| How to complete this task |
Print word for word the first line of the records below and every following line through the one containing "Target: apartment building"; print nothing else.

---------- Given entries

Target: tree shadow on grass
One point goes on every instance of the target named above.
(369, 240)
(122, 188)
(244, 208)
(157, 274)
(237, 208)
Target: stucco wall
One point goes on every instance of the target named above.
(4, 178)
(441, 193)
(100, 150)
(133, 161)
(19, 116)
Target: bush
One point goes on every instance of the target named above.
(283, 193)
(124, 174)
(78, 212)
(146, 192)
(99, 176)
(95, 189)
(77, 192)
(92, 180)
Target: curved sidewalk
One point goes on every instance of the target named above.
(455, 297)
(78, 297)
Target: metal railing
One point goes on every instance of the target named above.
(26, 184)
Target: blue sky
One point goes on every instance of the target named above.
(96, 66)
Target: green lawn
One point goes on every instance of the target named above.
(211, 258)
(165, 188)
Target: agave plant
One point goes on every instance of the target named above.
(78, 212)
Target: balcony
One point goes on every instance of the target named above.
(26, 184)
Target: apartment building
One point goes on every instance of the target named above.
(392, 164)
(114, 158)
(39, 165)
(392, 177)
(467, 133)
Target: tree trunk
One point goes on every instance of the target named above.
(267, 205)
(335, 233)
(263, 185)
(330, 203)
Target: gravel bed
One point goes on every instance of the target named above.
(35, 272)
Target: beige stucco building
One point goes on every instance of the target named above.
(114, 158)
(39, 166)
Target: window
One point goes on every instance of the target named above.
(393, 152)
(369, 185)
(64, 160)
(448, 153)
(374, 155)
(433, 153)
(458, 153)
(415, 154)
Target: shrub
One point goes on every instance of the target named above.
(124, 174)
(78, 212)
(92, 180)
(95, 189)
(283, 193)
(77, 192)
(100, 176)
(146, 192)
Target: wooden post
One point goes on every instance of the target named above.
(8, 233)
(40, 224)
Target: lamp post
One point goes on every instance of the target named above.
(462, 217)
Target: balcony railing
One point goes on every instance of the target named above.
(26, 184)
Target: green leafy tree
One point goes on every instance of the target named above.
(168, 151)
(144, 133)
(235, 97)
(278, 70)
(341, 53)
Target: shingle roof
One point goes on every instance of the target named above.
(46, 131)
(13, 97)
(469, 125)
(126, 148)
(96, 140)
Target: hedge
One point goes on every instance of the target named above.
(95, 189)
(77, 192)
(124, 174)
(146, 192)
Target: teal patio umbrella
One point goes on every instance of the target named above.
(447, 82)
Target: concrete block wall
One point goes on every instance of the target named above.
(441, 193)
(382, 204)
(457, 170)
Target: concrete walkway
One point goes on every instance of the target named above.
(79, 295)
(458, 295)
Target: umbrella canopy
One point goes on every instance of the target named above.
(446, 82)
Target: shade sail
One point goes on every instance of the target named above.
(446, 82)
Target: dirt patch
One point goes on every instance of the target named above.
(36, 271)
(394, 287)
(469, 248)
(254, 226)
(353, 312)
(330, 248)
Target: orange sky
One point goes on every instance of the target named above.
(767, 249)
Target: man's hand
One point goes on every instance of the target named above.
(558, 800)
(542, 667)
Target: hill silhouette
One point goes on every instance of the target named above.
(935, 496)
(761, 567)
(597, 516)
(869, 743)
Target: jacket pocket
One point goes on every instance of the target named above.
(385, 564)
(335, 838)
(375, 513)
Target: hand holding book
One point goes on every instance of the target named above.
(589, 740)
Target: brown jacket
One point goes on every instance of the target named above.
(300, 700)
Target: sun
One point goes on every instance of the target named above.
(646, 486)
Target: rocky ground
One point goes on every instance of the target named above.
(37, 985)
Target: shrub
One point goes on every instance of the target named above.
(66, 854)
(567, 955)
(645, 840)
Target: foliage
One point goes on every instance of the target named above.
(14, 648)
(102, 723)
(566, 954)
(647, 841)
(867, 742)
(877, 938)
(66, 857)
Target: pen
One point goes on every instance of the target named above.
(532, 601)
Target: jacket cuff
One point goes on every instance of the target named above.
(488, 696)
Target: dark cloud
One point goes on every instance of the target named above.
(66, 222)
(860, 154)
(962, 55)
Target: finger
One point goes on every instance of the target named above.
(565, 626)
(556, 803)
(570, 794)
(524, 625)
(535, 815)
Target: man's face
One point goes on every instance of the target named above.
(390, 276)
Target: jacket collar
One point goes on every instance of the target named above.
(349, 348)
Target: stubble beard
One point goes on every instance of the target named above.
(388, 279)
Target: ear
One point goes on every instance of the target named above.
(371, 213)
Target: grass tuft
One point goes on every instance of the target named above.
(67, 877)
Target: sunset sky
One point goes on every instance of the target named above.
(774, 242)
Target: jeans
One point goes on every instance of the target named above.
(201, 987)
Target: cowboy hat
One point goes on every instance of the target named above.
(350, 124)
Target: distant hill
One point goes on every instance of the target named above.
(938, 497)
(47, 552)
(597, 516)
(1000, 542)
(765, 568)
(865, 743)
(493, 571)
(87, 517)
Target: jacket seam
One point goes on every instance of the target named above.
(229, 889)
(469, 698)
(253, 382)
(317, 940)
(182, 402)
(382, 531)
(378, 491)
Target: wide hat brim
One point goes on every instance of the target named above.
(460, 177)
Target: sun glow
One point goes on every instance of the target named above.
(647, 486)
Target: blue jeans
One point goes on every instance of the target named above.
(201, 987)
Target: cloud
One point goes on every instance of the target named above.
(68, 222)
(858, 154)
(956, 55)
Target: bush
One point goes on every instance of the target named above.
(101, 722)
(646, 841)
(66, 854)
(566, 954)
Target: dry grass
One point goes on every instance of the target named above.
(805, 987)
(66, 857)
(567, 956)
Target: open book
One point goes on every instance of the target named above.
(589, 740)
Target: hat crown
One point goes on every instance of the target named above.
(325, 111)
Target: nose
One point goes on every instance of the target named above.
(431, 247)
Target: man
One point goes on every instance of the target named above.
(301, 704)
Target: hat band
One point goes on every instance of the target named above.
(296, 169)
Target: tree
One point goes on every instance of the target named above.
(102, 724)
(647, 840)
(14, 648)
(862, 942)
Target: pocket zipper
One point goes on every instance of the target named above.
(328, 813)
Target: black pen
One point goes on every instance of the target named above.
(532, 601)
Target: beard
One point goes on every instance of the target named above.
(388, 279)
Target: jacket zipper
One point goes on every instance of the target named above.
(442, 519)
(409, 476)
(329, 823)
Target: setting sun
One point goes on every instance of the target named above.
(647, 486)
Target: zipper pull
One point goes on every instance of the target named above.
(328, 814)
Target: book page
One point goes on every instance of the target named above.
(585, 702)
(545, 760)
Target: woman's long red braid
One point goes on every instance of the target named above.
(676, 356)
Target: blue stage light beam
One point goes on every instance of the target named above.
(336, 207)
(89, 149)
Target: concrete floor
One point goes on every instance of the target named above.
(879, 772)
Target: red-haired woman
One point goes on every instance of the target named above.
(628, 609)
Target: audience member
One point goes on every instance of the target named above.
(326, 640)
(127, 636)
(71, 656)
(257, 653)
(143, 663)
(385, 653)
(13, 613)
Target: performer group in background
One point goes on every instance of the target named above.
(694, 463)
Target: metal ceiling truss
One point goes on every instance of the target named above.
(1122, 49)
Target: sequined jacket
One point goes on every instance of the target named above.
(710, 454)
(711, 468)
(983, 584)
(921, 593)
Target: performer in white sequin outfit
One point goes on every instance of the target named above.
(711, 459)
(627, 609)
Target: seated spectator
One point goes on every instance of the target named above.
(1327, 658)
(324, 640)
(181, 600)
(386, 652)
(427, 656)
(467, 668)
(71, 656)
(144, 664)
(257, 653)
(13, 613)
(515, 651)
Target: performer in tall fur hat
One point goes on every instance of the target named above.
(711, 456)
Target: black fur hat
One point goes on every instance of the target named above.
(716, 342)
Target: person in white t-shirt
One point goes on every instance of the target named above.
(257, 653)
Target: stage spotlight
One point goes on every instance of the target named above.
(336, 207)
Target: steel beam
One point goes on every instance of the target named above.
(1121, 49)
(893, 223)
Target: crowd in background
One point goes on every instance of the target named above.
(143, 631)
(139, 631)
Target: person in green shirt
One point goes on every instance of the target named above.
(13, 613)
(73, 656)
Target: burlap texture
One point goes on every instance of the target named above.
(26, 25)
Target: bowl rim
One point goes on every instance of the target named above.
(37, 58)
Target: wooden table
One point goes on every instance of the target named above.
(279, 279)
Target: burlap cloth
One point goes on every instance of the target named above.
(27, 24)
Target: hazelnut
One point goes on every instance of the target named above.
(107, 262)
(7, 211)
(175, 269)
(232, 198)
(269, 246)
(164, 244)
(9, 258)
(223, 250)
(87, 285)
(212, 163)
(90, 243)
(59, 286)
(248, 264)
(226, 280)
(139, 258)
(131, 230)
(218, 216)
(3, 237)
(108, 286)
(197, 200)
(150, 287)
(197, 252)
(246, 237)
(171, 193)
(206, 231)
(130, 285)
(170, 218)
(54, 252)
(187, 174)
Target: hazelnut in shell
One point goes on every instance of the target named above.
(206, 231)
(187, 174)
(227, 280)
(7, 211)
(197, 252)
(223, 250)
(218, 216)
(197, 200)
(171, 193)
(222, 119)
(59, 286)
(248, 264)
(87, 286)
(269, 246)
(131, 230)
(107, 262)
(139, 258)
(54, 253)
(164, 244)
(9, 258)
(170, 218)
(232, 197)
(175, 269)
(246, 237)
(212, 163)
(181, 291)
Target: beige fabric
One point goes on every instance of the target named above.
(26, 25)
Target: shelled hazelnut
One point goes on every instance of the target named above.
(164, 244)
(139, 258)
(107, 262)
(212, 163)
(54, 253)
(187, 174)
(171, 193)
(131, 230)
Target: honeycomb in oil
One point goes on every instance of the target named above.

--------------------

| Answer section |
Target: tree shadow on grass
One point goes on every instance of the target named above.
(369, 240)
(122, 188)
(244, 208)
(157, 274)
(237, 208)
Target: stucco wall
One point goes on every instance of the target named above.
(4, 178)
(441, 193)
(100, 150)
(133, 161)
(19, 116)
Target: bush
One point goes on every instance of the target named above.
(283, 193)
(124, 174)
(78, 212)
(146, 192)
(99, 176)
(95, 189)
(77, 192)
(92, 180)
Target: curved sidewalk
One point goes on every instance of the target named above.
(455, 297)
(78, 297)
Target: metal railing
One point goes on every instance of the target named above.
(26, 184)
Target: blue sky
One point goes on every instance of the target named above.
(96, 66)
Target: green lawn
One point goes on every instance of the target named above.
(211, 258)
(165, 188)
Target: agave plant
One point goes on every instance of the target named above.
(78, 212)
Target: balcony
One point goes on every instance of the target named above.
(26, 184)
Target: apartment building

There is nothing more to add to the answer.